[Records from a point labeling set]
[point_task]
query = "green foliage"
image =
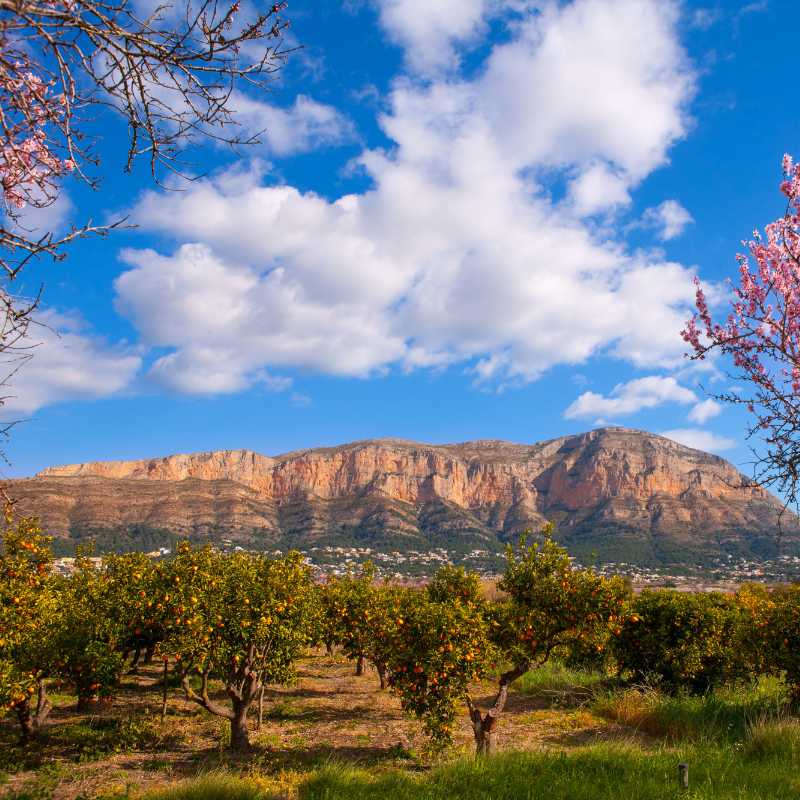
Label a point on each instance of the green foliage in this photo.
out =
(449, 583)
(725, 714)
(779, 634)
(136, 583)
(678, 640)
(438, 648)
(29, 608)
(597, 772)
(551, 604)
(216, 786)
(348, 604)
(89, 633)
(241, 619)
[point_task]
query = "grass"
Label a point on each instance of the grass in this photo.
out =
(600, 772)
(336, 737)
(555, 681)
(726, 715)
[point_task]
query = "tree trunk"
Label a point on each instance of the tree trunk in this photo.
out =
(85, 702)
(240, 736)
(32, 720)
(381, 667)
(484, 729)
(260, 709)
(137, 654)
(484, 726)
(164, 695)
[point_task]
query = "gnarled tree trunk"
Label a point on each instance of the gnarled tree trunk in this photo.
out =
(31, 719)
(240, 735)
(381, 667)
(485, 726)
(241, 693)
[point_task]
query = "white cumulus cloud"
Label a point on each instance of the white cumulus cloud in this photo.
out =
(303, 126)
(67, 363)
(628, 398)
(700, 439)
(704, 411)
(668, 220)
(457, 252)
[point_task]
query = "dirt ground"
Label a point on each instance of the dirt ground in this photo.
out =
(330, 714)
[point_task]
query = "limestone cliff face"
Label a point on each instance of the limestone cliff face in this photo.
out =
(605, 480)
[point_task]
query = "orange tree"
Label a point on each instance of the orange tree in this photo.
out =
(440, 644)
(351, 608)
(454, 583)
(89, 633)
(682, 640)
(239, 619)
(327, 628)
(28, 614)
(136, 583)
(550, 603)
(780, 635)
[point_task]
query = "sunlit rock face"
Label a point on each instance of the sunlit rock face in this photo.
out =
(607, 490)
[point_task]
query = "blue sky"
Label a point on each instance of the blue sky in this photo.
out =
(473, 219)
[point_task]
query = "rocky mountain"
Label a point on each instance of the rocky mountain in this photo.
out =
(624, 495)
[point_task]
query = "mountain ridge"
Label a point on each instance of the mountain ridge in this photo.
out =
(612, 490)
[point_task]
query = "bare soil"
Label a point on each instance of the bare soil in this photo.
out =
(329, 714)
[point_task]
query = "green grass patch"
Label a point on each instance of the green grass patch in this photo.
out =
(555, 681)
(725, 715)
(601, 772)
(598, 772)
(215, 786)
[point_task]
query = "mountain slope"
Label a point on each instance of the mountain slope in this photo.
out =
(624, 494)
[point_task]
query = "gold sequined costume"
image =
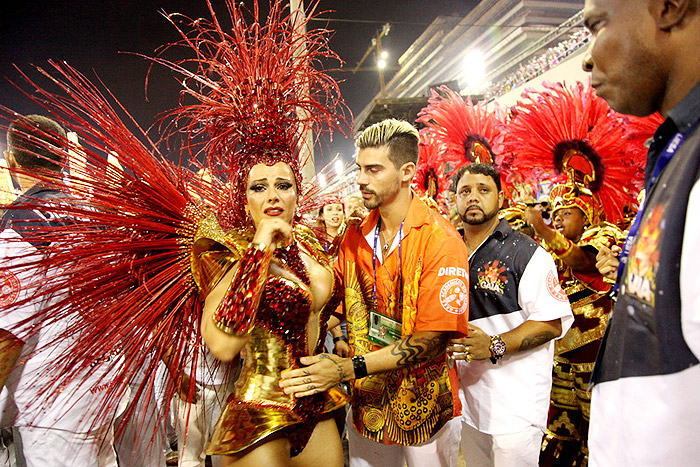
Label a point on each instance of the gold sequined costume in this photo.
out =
(575, 353)
(258, 408)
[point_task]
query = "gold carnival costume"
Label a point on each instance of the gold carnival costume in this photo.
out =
(163, 236)
(279, 335)
(573, 138)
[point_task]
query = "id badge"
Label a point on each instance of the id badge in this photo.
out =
(383, 330)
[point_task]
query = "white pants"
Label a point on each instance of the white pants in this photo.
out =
(364, 452)
(194, 432)
(520, 449)
(46, 447)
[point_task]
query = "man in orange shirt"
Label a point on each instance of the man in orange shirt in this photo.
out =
(406, 294)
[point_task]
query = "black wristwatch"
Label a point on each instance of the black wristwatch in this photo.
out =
(497, 348)
(358, 364)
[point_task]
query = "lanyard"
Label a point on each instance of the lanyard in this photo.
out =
(663, 160)
(374, 263)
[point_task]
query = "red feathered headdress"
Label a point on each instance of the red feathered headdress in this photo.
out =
(574, 135)
(256, 94)
(468, 132)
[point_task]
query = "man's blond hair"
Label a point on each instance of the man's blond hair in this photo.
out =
(398, 135)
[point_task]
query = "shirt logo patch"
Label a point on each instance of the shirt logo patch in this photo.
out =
(454, 296)
(491, 277)
(643, 261)
(554, 287)
(9, 288)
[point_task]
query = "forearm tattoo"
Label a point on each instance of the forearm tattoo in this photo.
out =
(413, 350)
(535, 341)
(338, 366)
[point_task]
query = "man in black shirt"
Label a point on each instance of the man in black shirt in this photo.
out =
(645, 404)
(517, 308)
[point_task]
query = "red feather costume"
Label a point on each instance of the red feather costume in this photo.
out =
(573, 135)
(148, 239)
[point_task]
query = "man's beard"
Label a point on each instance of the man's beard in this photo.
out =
(378, 199)
(480, 219)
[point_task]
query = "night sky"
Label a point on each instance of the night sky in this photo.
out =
(95, 37)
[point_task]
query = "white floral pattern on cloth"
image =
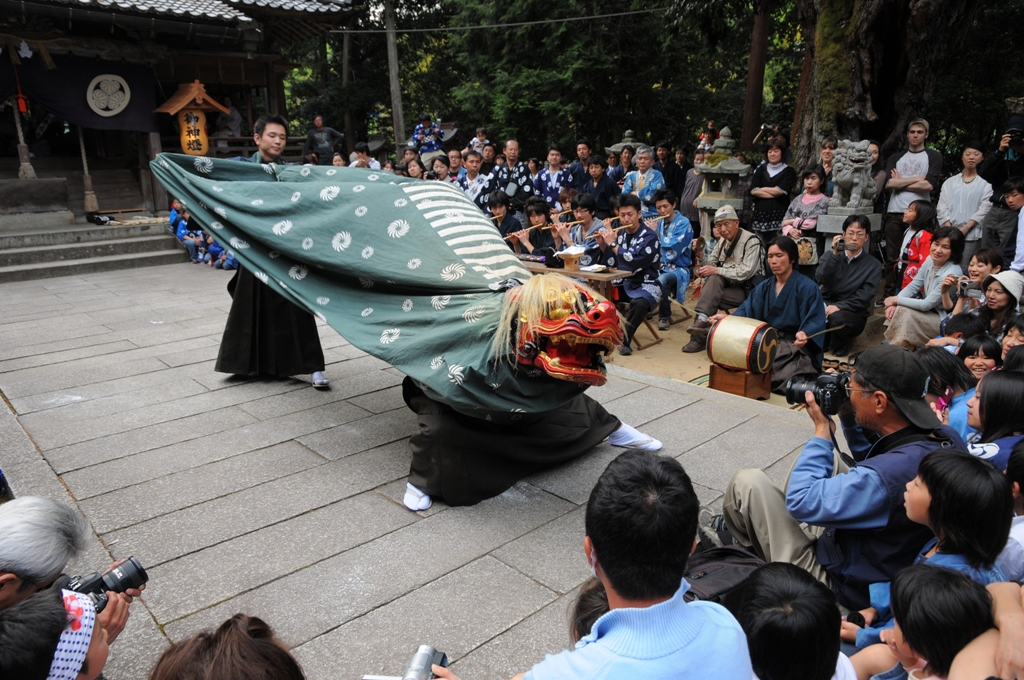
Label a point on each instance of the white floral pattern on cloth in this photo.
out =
(341, 241)
(76, 637)
(203, 164)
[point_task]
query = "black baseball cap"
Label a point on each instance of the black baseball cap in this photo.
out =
(900, 375)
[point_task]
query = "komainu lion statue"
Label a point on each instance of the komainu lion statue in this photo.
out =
(852, 176)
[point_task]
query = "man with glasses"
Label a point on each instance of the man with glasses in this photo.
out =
(849, 280)
(857, 532)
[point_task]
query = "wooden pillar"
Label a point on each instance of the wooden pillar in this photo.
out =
(144, 175)
(346, 51)
(392, 69)
(159, 193)
(756, 77)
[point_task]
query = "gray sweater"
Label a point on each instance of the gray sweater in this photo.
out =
(925, 292)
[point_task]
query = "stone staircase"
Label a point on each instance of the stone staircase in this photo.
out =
(84, 249)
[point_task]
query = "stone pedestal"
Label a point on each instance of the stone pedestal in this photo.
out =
(833, 222)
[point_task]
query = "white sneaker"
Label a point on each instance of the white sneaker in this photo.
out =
(630, 437)
(415, 499)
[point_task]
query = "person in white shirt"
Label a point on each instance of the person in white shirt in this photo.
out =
(965, 201)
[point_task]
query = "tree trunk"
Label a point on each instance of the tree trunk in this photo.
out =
(756, 77)
(877, 62)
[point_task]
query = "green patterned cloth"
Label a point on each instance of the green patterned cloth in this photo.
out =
(402, 268)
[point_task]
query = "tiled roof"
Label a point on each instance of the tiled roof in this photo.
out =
(175, 8)
(297, 5)
(218, 9)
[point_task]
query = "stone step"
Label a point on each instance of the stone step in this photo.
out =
(87, 232)
(78, 251)
(90, 264)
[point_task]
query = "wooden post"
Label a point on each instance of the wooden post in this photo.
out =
(25, 170)
(346, 50)
(159, 193)
(756, 77)
(392, 69)
(144, 174)
(91, 205)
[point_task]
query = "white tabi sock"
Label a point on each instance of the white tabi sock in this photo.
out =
(415, 499)
(630, 437)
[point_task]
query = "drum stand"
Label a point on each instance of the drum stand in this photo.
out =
(742, 383)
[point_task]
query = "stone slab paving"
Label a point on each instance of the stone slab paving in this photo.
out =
(276, 500)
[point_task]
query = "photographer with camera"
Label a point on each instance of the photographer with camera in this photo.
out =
(849, 280)
(857, 529)
(38, 537)
(996, 168)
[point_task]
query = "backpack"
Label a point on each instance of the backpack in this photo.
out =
(717, 575)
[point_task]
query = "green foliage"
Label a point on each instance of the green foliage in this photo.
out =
(968, 102)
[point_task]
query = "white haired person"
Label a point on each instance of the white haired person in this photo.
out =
(38, 537)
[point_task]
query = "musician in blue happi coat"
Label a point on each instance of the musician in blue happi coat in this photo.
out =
(553, 179)
(792, 304)
(637, 249)
(643, 181)
(676, 235)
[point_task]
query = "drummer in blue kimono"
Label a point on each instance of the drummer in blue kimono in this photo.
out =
(676, 235)
(643, 181)
(636, 248)
(792, 304)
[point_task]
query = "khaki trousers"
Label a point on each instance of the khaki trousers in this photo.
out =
(757, 517)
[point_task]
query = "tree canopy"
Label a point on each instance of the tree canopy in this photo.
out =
(663, 74)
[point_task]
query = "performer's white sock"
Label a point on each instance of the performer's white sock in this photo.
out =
(630, 437)
(415, 499)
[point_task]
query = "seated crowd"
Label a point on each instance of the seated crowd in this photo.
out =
(900, 557)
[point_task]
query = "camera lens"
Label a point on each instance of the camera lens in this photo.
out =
(128, 574)
(796, 390)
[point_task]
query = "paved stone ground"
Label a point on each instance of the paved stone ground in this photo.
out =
(276, 500)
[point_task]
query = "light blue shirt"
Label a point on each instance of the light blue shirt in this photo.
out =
(672, 639)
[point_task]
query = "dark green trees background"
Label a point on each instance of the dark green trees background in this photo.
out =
(662, 74)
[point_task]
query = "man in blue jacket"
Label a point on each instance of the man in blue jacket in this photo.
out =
(641, 523)
(857, 529)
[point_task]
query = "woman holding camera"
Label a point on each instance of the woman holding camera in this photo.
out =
(983, 263)
(913, 315)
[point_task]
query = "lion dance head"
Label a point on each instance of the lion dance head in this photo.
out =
(561, 327)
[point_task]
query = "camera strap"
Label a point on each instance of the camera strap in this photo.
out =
(847, 458)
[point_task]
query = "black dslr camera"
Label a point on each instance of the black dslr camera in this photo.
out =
(419, 666)
(128, 574)
(828, 389)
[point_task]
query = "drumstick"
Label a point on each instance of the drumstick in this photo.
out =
(827, 330)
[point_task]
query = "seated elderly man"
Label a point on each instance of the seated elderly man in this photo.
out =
(732, 270)
(792, 304)
(856, 532)
(38, 537)
(849, 279)
(641, 523)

◆ **Directions for this task**: Please pick out and copy in full each line of the listing above that contains the string "holding".

◆ **Reply to the task**:
query = "woman holding camera"
Label a point on each instance of the woman holding camera in this photo.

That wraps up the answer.